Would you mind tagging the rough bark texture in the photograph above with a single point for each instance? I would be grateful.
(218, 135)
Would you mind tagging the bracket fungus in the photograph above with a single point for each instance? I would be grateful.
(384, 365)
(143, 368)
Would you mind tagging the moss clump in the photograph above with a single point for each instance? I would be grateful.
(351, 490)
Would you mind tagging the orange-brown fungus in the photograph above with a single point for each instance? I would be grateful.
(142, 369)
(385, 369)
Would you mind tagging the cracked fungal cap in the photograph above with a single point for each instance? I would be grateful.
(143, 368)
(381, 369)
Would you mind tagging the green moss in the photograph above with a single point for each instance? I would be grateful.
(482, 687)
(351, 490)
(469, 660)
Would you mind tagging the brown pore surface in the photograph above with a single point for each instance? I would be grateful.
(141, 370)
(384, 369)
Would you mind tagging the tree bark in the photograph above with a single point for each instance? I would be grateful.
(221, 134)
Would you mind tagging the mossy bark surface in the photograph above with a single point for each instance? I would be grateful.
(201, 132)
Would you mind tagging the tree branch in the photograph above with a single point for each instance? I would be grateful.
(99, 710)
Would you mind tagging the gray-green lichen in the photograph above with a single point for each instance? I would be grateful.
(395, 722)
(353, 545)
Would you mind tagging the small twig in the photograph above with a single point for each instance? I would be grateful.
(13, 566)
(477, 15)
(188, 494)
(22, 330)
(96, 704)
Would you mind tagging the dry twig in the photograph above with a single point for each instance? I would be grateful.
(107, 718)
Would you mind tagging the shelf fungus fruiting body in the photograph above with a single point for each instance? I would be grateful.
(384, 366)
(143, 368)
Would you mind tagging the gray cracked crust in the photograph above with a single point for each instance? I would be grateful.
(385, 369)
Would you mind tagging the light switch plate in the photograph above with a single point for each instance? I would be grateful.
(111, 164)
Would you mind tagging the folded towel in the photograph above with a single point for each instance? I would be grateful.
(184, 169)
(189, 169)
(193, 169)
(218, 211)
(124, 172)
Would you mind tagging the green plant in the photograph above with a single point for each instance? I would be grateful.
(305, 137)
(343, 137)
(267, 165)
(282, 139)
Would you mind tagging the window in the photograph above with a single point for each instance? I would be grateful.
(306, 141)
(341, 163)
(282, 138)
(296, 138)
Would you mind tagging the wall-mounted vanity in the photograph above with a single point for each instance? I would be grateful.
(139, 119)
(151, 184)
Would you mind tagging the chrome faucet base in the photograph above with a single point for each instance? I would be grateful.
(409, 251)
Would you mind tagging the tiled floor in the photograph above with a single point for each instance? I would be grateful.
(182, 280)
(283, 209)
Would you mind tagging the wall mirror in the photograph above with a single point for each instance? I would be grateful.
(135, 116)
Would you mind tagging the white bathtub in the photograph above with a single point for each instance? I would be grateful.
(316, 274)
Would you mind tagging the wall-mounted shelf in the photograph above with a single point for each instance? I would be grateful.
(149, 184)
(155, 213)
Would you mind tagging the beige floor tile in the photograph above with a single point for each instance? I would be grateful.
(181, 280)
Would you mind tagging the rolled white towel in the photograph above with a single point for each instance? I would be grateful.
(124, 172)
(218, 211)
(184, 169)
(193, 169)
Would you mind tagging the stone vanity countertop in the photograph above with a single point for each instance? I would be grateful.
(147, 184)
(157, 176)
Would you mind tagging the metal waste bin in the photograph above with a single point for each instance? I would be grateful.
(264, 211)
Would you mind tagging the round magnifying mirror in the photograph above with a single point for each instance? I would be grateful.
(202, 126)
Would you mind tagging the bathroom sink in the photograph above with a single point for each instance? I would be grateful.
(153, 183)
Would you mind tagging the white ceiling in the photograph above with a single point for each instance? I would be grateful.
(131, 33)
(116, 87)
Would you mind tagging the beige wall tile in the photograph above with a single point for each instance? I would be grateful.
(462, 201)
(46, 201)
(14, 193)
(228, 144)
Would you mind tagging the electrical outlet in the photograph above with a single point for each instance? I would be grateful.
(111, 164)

---

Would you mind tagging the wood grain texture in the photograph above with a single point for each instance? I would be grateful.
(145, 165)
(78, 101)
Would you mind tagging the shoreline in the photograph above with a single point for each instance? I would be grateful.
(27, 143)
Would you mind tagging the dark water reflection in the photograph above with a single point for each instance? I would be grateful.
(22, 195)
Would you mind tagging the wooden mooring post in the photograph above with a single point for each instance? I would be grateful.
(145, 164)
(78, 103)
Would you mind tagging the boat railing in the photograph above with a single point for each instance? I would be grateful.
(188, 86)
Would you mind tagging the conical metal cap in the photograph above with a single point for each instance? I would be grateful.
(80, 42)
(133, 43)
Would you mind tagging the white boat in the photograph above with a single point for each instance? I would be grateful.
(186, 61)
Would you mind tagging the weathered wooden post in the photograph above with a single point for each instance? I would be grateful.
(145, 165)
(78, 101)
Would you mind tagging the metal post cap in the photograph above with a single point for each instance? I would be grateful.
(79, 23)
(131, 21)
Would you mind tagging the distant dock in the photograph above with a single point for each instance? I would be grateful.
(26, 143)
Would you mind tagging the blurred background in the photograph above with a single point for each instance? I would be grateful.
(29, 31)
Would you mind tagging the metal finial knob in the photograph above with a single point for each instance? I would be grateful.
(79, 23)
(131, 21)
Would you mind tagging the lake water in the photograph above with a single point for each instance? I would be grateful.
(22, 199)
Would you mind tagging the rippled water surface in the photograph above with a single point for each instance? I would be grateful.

...

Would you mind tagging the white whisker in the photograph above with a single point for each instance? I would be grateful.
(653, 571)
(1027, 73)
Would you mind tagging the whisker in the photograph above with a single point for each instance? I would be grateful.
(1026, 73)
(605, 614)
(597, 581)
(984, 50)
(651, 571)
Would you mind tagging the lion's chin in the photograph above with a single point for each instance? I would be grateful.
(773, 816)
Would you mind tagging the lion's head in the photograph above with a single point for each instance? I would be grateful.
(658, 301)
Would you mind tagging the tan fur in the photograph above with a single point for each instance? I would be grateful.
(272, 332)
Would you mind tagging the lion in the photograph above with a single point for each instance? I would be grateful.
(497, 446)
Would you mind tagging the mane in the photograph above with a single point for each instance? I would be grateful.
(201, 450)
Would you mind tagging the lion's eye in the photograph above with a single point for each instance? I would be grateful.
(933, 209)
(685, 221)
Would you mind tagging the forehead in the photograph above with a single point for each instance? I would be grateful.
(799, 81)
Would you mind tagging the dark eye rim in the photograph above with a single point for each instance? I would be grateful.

== Objective ==
Which lines of the material above contain the string "towel" with the same capitalization? Copy each of those lines in full.

== Task solution ==
Would you mind tagging the folded towel in the photograph above with a single point for each instance? I would be grateful.
Would you mind tagging the rolled white towel in the photograph above with a single point for each instance? I would be grateful.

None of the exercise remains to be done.